►

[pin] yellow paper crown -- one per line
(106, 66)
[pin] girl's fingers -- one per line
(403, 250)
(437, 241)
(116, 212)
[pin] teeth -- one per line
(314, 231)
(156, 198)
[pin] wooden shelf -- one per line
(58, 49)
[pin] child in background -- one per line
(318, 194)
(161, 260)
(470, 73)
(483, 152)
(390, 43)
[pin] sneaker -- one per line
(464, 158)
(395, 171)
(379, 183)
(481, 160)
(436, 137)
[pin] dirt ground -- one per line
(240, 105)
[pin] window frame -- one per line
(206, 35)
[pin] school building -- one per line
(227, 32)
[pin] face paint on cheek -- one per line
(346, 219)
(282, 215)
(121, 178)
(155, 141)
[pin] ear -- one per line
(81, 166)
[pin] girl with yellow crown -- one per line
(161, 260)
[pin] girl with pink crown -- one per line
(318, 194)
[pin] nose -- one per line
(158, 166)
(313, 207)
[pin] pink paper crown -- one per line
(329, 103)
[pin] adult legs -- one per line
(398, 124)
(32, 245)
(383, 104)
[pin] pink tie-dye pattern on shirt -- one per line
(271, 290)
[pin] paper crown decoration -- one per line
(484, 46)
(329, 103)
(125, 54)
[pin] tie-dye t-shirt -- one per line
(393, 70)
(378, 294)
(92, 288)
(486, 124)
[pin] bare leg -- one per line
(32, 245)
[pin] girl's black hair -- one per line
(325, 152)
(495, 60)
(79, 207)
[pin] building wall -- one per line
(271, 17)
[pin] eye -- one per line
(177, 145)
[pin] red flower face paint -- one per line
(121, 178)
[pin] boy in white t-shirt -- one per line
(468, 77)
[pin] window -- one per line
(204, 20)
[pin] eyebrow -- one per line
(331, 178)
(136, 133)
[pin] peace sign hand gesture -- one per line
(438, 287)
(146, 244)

◄

EXERCISE -> Copy all of the material above word for word, line by line, without changing anything.

ANSWER FOR THIS EXERCISE ->
[pin] yellow paper crown -- one per line
(106, 66)
[pin] girl's fingers -- one per line
(403, 250)
(437, 241)
(116, 212)
[pin] teeth -- one per line
(314, 231)
(156, 198)
[pin] wooden shelf -- one per line
(58, 49)
[pin] child in background -- one per line
(318, 194)
(161, 260)
(470, 73)
(483, 152)
(390, 43)
[pin] sneaker -- one per line
(464, 158)
(395, 171)
(379, 183)
(481, 160)
(436, 137)
[pin] dirt ground -- one per line
(240, 105)
[pin] window frame -- one per line
(206, 35)
[pin] school building -- one per line
(227, 32)
[pin] face paint on cheek -- one per line
(346, 219)
(282, 215)
(121, 178)
(155, 141)
[pin] ear -- one per line
(81, 166)
[pin] girl with yellow crown -- one per line
(161, 260)
[pin] girl with pink crown -- one per line
(318, 194)
[pin] nose -- one per line
(158, 166)
(313, 207)
[pin] pink paper crown -- one per line
(329, 103)
[pin] adult legs -- one per line
(398, 124)
(32, 245)
(383, 104)
[pin] pink tie-dye pattern on shirt -- one per line
(271, 290)
[pin] paper crown decoration -- one per line
(484, 46)
(329, 103)
(125, 54)
[pin] tie-dye t-shirt -- one per line
(393, 70)
(378, 294)
(92, 288)
(486, 124)
[pin] bare leg -- one per line
(32, 245)
[pin] girl's black hair -- one per line
(325, 152)
(495, 60)
(79, 207)
[pin] building wall -- one per line
(271, 17)
[pin] eye -- one per line
(177, 145)
[pin] red flower face paint -- one per line
(121, 178)
[pin] boy in white t-shirt -- one per line
(468, 77)
[pin] window -- one per line
(204, 20)
[pin] eyebrow -- one per line
(331, 178)
(136, 133)
[pin] peace sign hand gesture -- one per line
(438, 287)
(146, 244)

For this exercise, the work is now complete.